Nothing may be left out of the listing below but its images; repeat the rest exactly.

= Beginning of Section =

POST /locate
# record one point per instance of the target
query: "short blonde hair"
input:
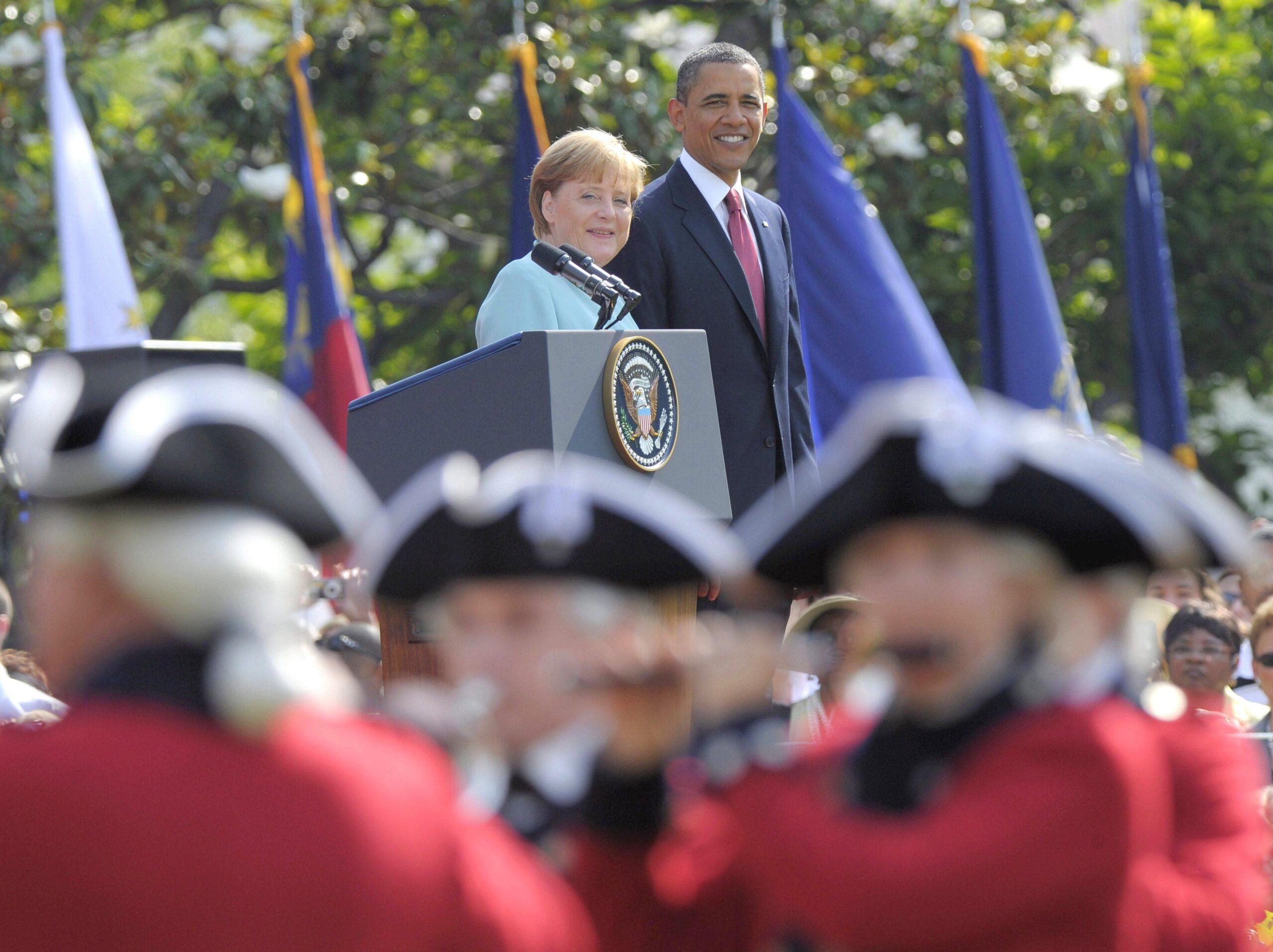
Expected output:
(586, 154)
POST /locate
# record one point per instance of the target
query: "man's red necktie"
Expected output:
(745, 247)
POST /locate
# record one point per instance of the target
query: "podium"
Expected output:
(543, 390)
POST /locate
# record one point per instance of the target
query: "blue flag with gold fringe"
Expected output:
(533, 140)
(1158, 359)
(1025, 353)
(861, 317)
(324, 362)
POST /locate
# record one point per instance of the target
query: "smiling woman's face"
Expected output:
(1198, 661)
(594, 217)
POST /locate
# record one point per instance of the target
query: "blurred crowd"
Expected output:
(973, 682)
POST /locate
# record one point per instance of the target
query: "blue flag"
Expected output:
(1025, 354)
(1156, 356)
(533, 140)
(324, 362)
(861, 317)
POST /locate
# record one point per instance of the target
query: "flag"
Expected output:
(861, 317)
(1158, 361)
(101, 299)
(324, 362)
(1025, 354)
(533, 140)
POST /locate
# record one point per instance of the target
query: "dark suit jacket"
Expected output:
(683, 263)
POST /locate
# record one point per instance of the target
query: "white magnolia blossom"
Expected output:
(496, 88)
(988, 24)
(1074, 73)
(413, 250)
(271, 183)
(19, 50)
(892, 137)
(665, 32)
(1235, 411)
(1110, 26)
(244, 40)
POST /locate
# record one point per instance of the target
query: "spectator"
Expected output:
(23, 667)
(23, 686)
(1181, 586)
(1262, 647)
(1230, 584)
(358, 646)
(1257, 583)
(1202, 645)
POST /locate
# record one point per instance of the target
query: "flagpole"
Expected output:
(520, 22)
(1137, 39)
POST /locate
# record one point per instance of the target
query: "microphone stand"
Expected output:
(605, 315)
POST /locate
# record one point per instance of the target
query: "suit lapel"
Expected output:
(703, 226)
(773, 260)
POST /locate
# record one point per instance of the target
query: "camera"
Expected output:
(328, 588)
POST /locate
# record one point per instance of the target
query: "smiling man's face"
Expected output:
(722, 117)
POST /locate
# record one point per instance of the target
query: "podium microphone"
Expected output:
(557, 261)
(632, 298)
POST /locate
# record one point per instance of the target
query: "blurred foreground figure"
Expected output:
(526, 575)
(209, 792)
(995, 791)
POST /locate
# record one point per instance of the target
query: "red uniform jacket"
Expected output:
(135, 826)
(1060, 829)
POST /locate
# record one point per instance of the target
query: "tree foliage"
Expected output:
(417, 116)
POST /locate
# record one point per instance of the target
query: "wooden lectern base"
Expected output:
(403, 656)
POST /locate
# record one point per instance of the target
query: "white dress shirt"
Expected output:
(713, 191)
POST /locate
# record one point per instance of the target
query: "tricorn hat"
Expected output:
(542, 515)
(922, 448)
(199, 434)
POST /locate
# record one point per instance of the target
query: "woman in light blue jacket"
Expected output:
(582, 194)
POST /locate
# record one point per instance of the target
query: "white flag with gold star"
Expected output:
(101, 298)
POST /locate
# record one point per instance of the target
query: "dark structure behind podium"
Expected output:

= End of Section =

-- The answer --
POST /locate
# record one point per instance of the target
query: "short blonde hair"
input:
Expected output:
(586, 154)
POST /locate
# record one point per instance of the target
query: "man's red necktie"
Expected output:
(745, 247)
POST /locate
# record one point per instance of the target
query: "podium"
Expected output:
(543, 390)
POST /locate
# record one point per instance of the target
query: "blue flag with gold fringe"
Expected output:
(533, 140)
(1158, 359)
(1025, 353)
(861, 317)
(324, 362)
POST /locate
# record one point per instance of the target
query: "smiling woman's face"
Expected output:
(1198, 661)
(594, 217)
POST /locate
# record one point per instance of the target
query: "blurred crowd"
Expected output:
(973, 682)
POST /locate
# record one point per instance of the target
query: "blue flag"
Expected output:
(1025, 354)
(1156, 356)
(533, 140)
(324, 362)
(861, 317)
POST /locate
# record one point per instance of the target
query: "flag"
Expected output:
(861, 317)
(1158, 361)
(101, 299)
(324, 362)
(1025, 354)
(533, 140)
POST /locate
# record one point per instance of the target
query: "dark suit jacket"
Expected output:
(683, 263)
POST /locate
# record one point per instance of the target
query: "white magnolia blossom"
Expected output:
(496, 88)
(988, 24)
(1074, 73)
(413, 250)
(271, 183)
(19, 50)
(892, 137)
(665, 32)
(1235, 411)
(1110, 26)
(244, 40)
POST /locate
# record one point per instance of the target
query: "spectator"
Expected output:
(23, 667)
(23, 686)
(1181, 586)
(1262, 647)
(1230, 584)
(358, 646)
(1257, 583)
(1202, 645)
POST /locate
# record one point per instance of the target
query: "flagpole"
Expected output:
(520, 22)
(1137, 39)
POST /locate
# record one point per instance of the target
query: "microphone stand"
Expected output:
(605, 315)
POST /locate
# record one point per instance of the target
query: "suit lapel"
Expected output:
(703, 226)
(773, 260)
POST /locate
# record one point per instance of the target
query: "camera"
Expected output:
(328, 588)
POST /locate
# record one point per instance of the target
query: "smiling man's face"
Expected output:
(722, 117)
POST /locate
# record one point per instance of the target
query: "podium microphone"
Expected output:
(557, 261)
(632, 298)
POST /locate
# record one point per instance of the target
query: "blurred foreground figure"
Expected output:
(526, 575)
(209, 792)
(995, 791)
POST /locate
# record one point per instance of the target
query: "red uniform jacket"
Expected output:
(135, 826)
(1060, 829)
POST /locate
# record one point per instance of the target
query: "tree foliage"
Expected output:
(417, 116)
POST /locate
# record one point per instance of the target
query: "wooden lectern base"
Expected output:
(403, 656)
POST /locate
# record one point per instance of the target
query: "white dress shirt"
Expected output:
(713, 191)
POST /locate
# record one point per instance of the target
query: "tricorn hat"
Expected output:
(542, 515)
(922, 448)
(199, 434)
POST /locate
# record one point per instance of the target
query: "woman in light blue jacket"
Expected output:
(582, 194)
POST /locate
# record one point per instance of the target
query: "white flag with gold star"
Expected output:
(101, 298)
POST /locate
# record one point per instance of the target
query: "dark structure behind podium"
Expected output:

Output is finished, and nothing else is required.